Work request »
Where an entry below contains an image, skip the image and copy the rest exactly.

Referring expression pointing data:

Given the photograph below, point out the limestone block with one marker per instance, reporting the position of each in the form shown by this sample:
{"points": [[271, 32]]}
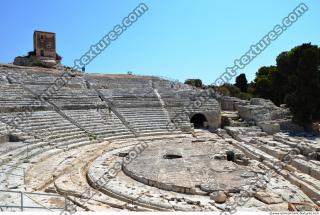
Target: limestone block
{"points": [[268, 197]]}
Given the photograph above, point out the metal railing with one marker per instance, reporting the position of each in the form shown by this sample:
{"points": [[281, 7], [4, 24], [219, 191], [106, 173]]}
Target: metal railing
{"points": [[23, 206]]}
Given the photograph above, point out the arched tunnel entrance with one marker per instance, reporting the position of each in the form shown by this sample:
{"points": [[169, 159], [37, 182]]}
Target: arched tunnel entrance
{"points": [[199, 120]]}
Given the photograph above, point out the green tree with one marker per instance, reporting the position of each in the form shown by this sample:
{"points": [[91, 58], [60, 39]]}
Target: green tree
{"points": [[304, 98], [242, 83]]}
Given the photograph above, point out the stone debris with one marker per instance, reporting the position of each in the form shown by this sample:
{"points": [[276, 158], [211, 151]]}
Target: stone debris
{"points": [[95, 123], [218, 197], [269, 198]]}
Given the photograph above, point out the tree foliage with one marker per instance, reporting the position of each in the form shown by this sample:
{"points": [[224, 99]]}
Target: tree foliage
{"points": [[242, 83], [295, 81]]}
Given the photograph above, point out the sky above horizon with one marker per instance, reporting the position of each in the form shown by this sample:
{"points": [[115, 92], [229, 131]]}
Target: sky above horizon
{"points": [[176, 39]]}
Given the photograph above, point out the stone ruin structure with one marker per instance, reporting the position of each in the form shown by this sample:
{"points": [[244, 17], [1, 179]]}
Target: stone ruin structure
{"points": [[142, 143], [44, 51]]}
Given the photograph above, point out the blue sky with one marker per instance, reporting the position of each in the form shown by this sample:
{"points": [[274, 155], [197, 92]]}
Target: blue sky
{"points": [[177, 39]]}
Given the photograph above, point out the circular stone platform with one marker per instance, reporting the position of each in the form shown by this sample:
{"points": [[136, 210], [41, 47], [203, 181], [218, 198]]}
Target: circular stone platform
{"points": [[193, 168]]}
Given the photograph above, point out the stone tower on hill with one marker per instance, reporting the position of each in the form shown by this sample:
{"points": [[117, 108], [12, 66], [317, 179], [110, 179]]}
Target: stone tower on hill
{"points": [[44, 44]]}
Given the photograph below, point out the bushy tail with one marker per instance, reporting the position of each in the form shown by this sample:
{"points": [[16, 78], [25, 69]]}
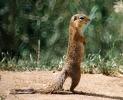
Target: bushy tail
{"points": [[51, 88]]}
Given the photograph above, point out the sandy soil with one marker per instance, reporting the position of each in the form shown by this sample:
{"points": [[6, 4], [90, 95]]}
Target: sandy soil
{"points": [[91, 86]]}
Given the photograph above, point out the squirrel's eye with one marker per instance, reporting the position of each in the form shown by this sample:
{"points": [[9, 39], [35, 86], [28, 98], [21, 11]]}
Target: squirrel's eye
{"points": [[81, 17]]}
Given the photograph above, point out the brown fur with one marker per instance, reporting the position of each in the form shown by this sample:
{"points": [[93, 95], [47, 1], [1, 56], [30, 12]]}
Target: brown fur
{"points": [[75, 53]]}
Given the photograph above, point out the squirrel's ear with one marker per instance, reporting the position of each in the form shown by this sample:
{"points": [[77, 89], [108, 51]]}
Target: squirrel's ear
{"points": [[75, 18]]}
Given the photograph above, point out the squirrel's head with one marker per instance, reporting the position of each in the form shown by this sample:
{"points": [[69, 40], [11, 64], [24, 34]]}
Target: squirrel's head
{"points": [[79, 20]]}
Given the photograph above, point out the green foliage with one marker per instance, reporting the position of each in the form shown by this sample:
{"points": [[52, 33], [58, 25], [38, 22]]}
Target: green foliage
{"points": [[24, 22]]}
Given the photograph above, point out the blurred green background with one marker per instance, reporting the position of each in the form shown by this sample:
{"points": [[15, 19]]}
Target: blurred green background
{"points": [[35, 32]]}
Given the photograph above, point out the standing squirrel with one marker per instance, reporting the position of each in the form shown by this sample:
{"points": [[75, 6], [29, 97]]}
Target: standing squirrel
{"points": [[75, 53]]}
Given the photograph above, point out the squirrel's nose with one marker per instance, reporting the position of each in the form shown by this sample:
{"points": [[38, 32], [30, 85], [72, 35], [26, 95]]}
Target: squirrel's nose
{"points": [[81, 17]]}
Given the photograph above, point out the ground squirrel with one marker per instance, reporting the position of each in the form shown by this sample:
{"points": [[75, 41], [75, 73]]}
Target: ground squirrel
{"points": [[75, 53]]}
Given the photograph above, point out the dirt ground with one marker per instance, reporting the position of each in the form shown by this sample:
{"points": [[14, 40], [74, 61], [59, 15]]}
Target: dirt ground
{"points": [[91, 86]]}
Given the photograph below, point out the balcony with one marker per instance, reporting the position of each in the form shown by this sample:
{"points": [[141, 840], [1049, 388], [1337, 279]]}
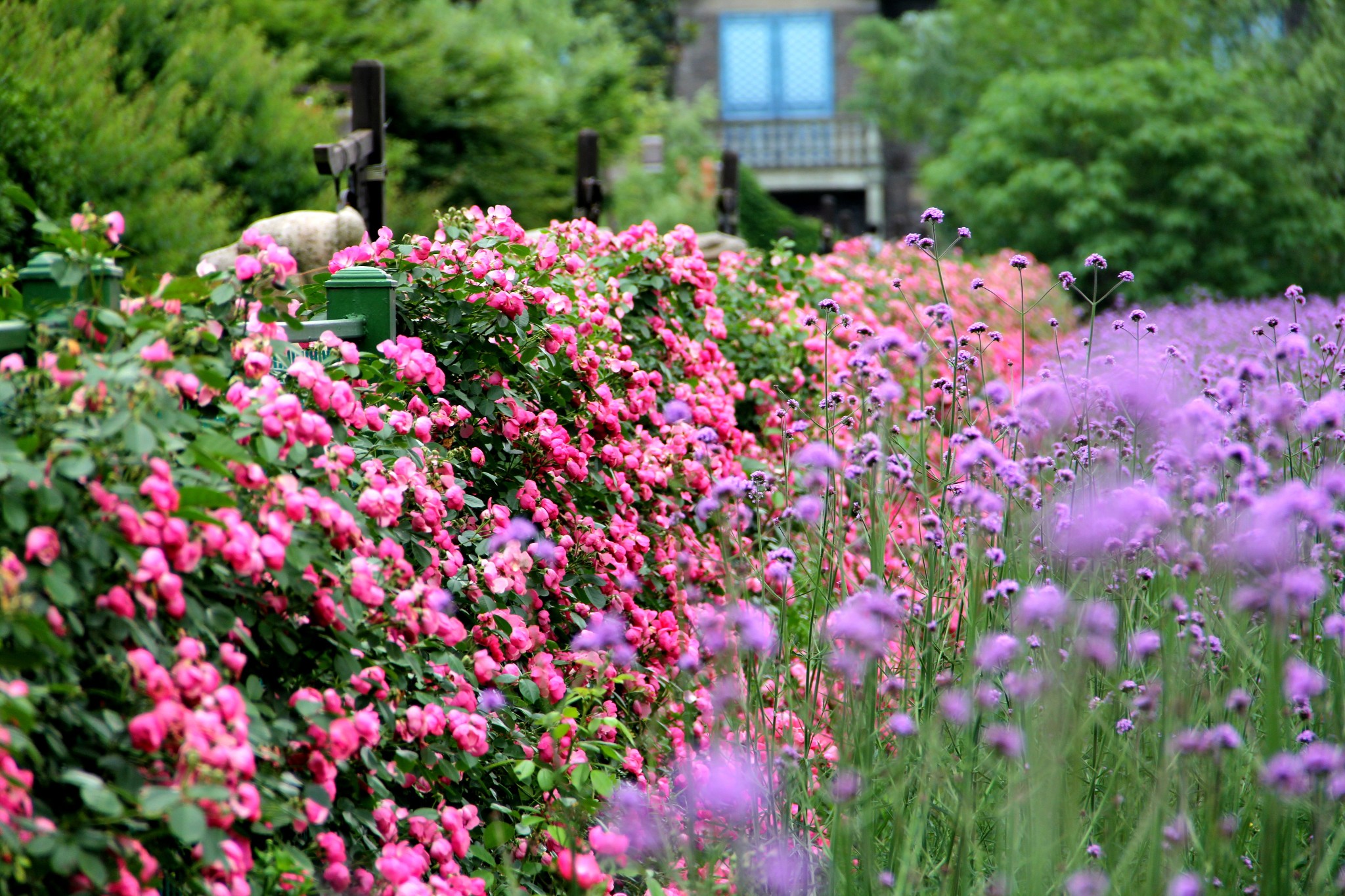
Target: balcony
{"points": [[803, 142]]}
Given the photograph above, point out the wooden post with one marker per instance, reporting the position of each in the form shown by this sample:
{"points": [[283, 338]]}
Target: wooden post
{"points": [[361, 154], [829, 222], [588, 187], [730, 192], [369, 109]]}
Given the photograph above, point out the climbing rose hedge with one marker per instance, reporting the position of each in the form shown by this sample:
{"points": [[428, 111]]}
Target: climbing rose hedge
{"points": [[396, 618]]}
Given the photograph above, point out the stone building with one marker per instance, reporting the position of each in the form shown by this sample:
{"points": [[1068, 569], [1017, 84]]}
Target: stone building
{"points": [[780, 72]]}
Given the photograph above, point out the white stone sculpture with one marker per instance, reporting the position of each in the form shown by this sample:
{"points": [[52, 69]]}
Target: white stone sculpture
{"points": [[311, 237]]}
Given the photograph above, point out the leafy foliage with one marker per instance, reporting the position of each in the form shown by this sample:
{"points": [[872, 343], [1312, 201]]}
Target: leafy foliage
{"points": [[163, 108]]}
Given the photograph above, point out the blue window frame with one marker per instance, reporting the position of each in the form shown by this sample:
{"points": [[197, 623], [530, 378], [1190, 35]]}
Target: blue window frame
{"points": [[775, 65]]}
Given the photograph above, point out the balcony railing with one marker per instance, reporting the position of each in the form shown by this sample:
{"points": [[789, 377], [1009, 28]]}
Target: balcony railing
{"points": [[813, 142]]}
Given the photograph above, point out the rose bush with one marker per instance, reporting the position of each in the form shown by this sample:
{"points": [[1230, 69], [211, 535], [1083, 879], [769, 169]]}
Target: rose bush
{"points": [[397, 617]]}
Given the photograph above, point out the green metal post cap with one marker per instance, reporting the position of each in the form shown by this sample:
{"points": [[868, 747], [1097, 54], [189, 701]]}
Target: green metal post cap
{"points": [[361, 277], [366, 292], [39, 268]]}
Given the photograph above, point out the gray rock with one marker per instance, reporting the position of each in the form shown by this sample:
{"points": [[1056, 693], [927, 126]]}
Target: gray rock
{"points": [[715, 242], [310, 236]]}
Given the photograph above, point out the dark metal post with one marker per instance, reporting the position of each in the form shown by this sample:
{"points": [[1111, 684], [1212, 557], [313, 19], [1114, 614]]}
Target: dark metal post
{"points": [[730, 192], [829, 222], [588, 187], [369, 110]]}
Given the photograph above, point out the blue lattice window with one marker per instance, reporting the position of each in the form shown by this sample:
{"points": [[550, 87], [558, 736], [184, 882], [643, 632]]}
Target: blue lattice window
{"points": [[775, 66]]}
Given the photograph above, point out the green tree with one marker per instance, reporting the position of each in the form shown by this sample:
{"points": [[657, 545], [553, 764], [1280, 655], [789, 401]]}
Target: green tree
{"points": [[1172, 168], [165, 109], [926, 73], [486, 98]]}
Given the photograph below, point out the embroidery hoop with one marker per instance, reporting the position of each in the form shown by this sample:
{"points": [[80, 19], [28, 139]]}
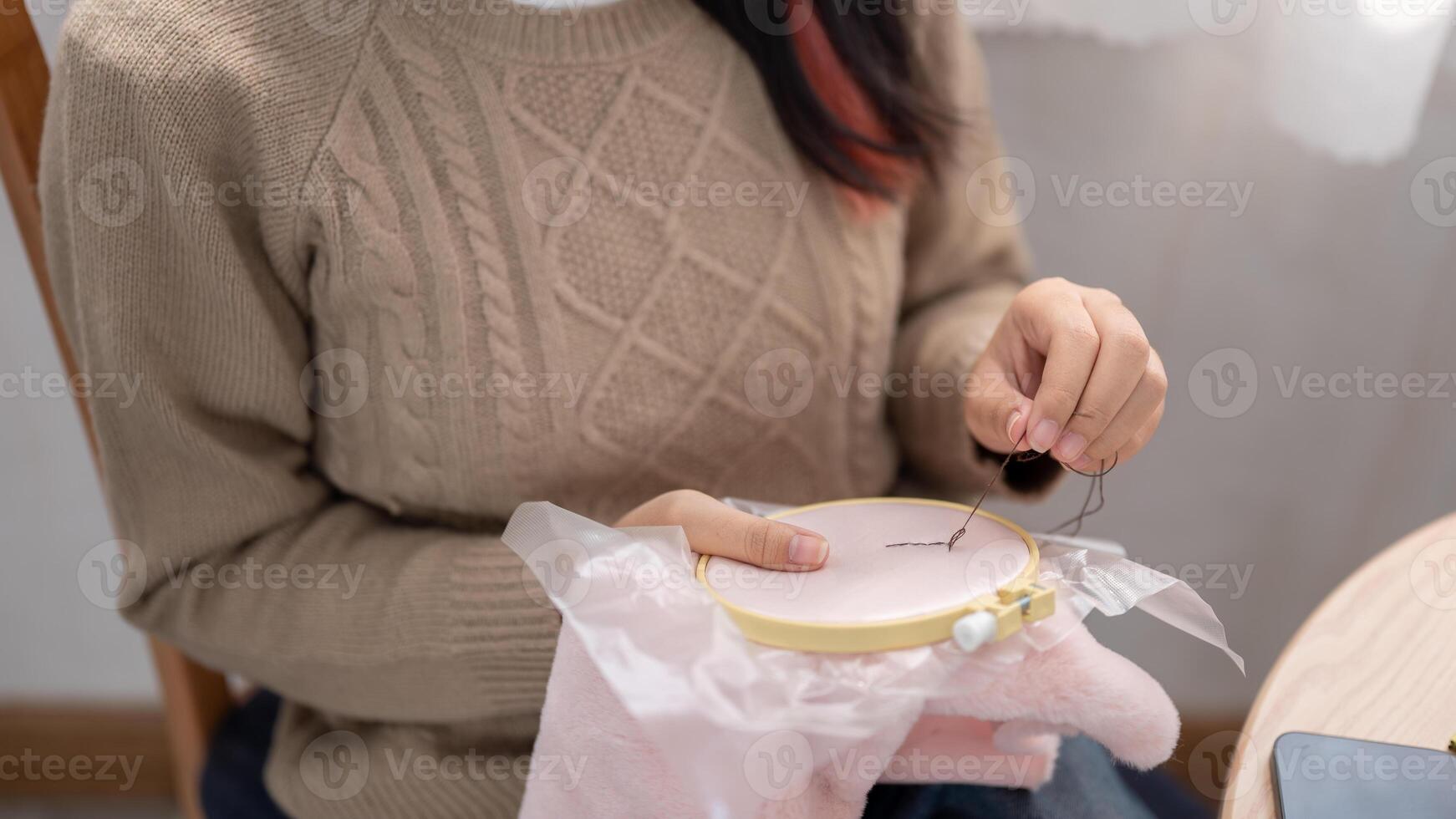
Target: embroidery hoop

Response area »
Given the photograph below, point out the limestone block with one marker per instance, reporting the position of each in the form shown by this sample:
{"points": [[271, 32]]}
Target: limestone block
{"points": [[268, 197]]}
Given the photograph above, point out the metal railing with one marker per instance, reporting the position of each in the form shown by this sample:
{"points": [[281, 7], [4, 24], [219, 191], [106, 173]]}
Target: metal railing
{"points": [[23, 206]]}
Given the photograph above, point out the arched tunnel entrance with one marker per instance, reporting the position of each in the form shown by this sample:
{"points": [[169, 159], [37, 182]]}
Target: arched tunnel entrance
{"points": [[199, 120]]}
Given the photograph above, point out the green tree with one marker per instance, reporting the position of each in the form shown by this sample:
{"points": [[91, 58], [60, 39]]}
Target: green tree
{"points": [[304, 98], [242, 83]]}
Given the photograph above, point out the stone debris with one marker per instance, reporting the position of each in the form shown by this sample:
{"points": [[276, 158], [211, 151]]}
Target: stone debris
{"points": [[95, 123], [218, 197], [269, 198]]}
Given the photograph above, point out the tree foliage with one marker per instance, reporting the position of each in the form shown by this sample:
{"points": [[224, 99]]}
Target: tree foliage
{"points": [[242, 83], [295, 81]]}
Given the photograph above, point out the sky above horizon with one marker per instance, reporting the position of each in the form shown by this sample:
{"points": [[115, 92], [229, 131]]}
Target: sky above horizon
{"points": [[176, 39]]}
Given the photograph above, point out the stone ruin structure with one marker per instance, reporting the position of each in the form shown by this sample:
{"points": [[244, 17], [1, 179]]}
Target: stone ruin structure
{"points": [[142, 143], [44, 51]]}
Given the photograph above, point out the blue sky with one marker per instance, reporting the position of each in the form shown by this sample:
{"points": [[274, 155], [197, 92]]}
Target: blue sky
{"points": [[177, 39]]}
Given the photograph above, point out the circular stone platform with one marker per instance, reporting the position of each in the form shown by this sample:
{"points": [[136, 210], [41, 47], [203, 181], [218, 198]]}
Target: circular stone platform
{"points": [[193, 168]]}
Given the photograph above, point out the stone tower on hill with one marker per instance, reporting the position of each in the form shown by this sample:
{"points": [[117, 108], [12, 66], [317, 179], [110, 179]]}
Target: stone tower on hill
{"points": [[44, 44]]}
Given the photograph below, point out the bushy tail with one marker per instance, reporting the position of each in the form shown by this sample:
{"points": [[16, 78], [25, 69]]}
Target: bushy tail
{"points": [[51, 88]]}
Given the photograph above, point out the sandy soil with one marker per instance, reporting the position of each in the form shown by this sample:
{"points": [[6, 4], [90, 95]]}
Target: sandy soil
{"points": [[91, 86]]}
Given the photograph above, point out the squirrel's eye with one marker per instance, reporting the position of each in the form shown by this sample:
{"points": [[9, 39], [35, 86], [28, 98], [21, 11]]}
Target: squirrel's eye
{"points": [[81, 17]]}
Given the photograph above, point out the brown fur with one marker per instance, reporting the position of each in the form shown by this sample:
{"points": [[93, 95], [47, 1], [1, 56], [30, 12]]}
Target: brown fur
{"points": [[75, 53]]}
Given the photograph above, point out the squirrel's ear with one marker per instance, reporting the position of each in the form shown by this sample:
{"points": [[77, 89], [108, 51]]}
Target: squirrel's ear
{"points": [[75, 18]]}
Given the photograph above, point out the squirrel's head with one marker per instance, reporting the position of each in the form shown by this sample:
{"points": [[69, 40], [11, 64], [24, 34]]}
Target: squirrel's head
{"points": [[79, 20]]}
Given the photograph above, point out the green foliage with one marker per instance, reporting the position of each in the form shown by this sample:
{"points": [[52, 33], [58, 25], [38, 22]]}
Target: green foliage
{"points": [[24, 22]]}
Given the photograph above, point out the blurred green background with one marker per instance, reporting the position of each in the form shown by this sample:
{"points": [[15, 19]]}
Target: blurred green background
{"points": [[35, 32]]}
Given the photograph above, point out the standing squirrel with one marker per instance, reporting the position of each in the form shown by this sample:
{"points": [[75, 6], [29, 97]]}
Target: standing squirrel
{"points": [[75, 53]]}
Given the photograph above, point out the squirrel's nose with one marker per instance, reporting the position of each in the form shown by this sample:
{"points": [[38, 32], [30, 85], [72, 35], [26, 95]]}
Target: squirrel's nose
{"points": [[81, 17]]}
Given the photograph above, point out the ground squirrel with one marker per instance, reporting the position of each in the form shown by this sample:
{"points": [[75, 41], [75, 73]]}
Target: ground squirrel
{"points": [[75, 53]]}
Given the photograph above, point out the dirt ground with one marker per instance, reporting the position of each in the form shown by this sample:
{"points": [[14, 40], [74, 61], [59, 15]]}
Target: dirt ground
{"points": [[91, 86]]}
Given the photograph below, point out the balcony with one marker per instance, reporting the position of each in the form shown by this sample:
{"points": [[141, 840], [1049, 388], [1337, 279]]}
Target: balcony
{"points": [[803, 142]]}
Given the photograph above, point out the wooden post with one marker per instance, reporting the position of each in the form shown by this sample:
{"points": [[283, 338]]}
Target: wooden post
{"points": [[361, 154], [829, 222], [588, 187], [730, 192], [369, 109]]}
Given the photograph above, point out the climbing rose hedge with one marker per instance, reporting the position of each in the form shown by this sample:
{"points": [[428, 111]]}
Target: climbing rose hedge
{"points": [[396, 618]]}
Given the photograph above, point out the stone building with one marker per instance, reporting the position of each in the form shown by this sample:
{"points": [[1068, 569], [1017, 84]]}
Target: stone building
{"points": [[780, 72]]}
Given the photograph above, point out the white stone sculpture with one marker per instance, reporting the position of each in the form shown by this sample:
{"points": [[52, 69]]}
Target: white stone sculpture
{"points": [[311, 237]]}
Given the photograph above, point out the leafy foliage with one marker per instance, reporting the position of each in the form shown by this sample:
{"points": [[872, 343], [1312, 201]]}
Target: leafy foliage
{"points": [[163, 108]]}
Given the photograph above, point out the blue window frame with one marker per instance, reporting the position of each in the form shown by this sample:
{"points": [[197, 623], [530, 378], [1190, 35]]}
Target: blue window frame
{"points": [[775, 65]]}
Given the photograph above, point out the balcony railing with one marker per instance, reporting the position of each in the form shown by this sample:
{"points": [[789, 377], [1009, 28]]}
Target: balcony railing
{"points": [[813, 142]]}
Given the photograph above, point out the rose bush with one marker per instance, reporting the position of each in the form shown by this sample:
{"points": [[1230, 69], [211, 535], [1083, 879], [769, 169]]}
Target: rose bush
{"points": [[397, 617]]}
Given the photograph above, point out the green metal post cap with one marker per instance, reporting the position of each in the form shown by this sample:
{"points": [[868, 747], [1097, 54], [189, 701]]}
Target: green metal post cap
{"points": [[361, 277], [366, 292], [39, 268]]}
Given the photograph above, point out the gray rock with one marker per instance, reporting the position of each in the form shown by this sample:
{"points": [[1056, 693], [927, 126]]}
Target: gray rock
{"points": [[715, 242], [310, 236]]}
Given the photograph above, point out the dark metal post with one marker per instance, reporting the position of each in the form shown by this sample:
{"points": [[1111, 684], [1212, 557], [313, 19], [1114, 614]]}
Target: dark metal post
{"points": [[730, 192], [829, 222], [588, 187], [369, 110]]}
Given the photograph above, point out the blue lattice window with one marker per instance, reporting the position of each in the form shown by this sample:
{"points": [[550, 87], [558, 736], [184, 882], [643, 632]]}
Target: blue lattice window
{"points": [[775, 66]]}
Given the photograph above, point out the green tree with one marker per instance, reporting the position of each in the form shown by this sample:
{"points": [[657, 545], [553, 764], [1280, 655], [789, 401]]}
Target: green tree
{"points": [[1172, 168], [165, 109], [926, 73], [486, 98]]}
Given the photograph below, point out the embroidery hoop with one marker per instance, reporting the position of each in the form shown by this sample:
{"points": [[80, 19], [28, 139]]}
Target: embroidery hoop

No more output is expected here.